ASSIGNED TASK: Repeat every entry exactly. Leave nothing out.

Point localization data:
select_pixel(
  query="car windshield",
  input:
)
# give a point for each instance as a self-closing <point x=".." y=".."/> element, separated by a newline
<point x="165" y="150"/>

RESPONSE TO THIS EXERCISE:
select_pixel(
  query="car windshield",
  input:
)
# give a point for each instance as a self-closing <point x=".." y=".."/> element, separated by a newline
<point x="165" y="150"/>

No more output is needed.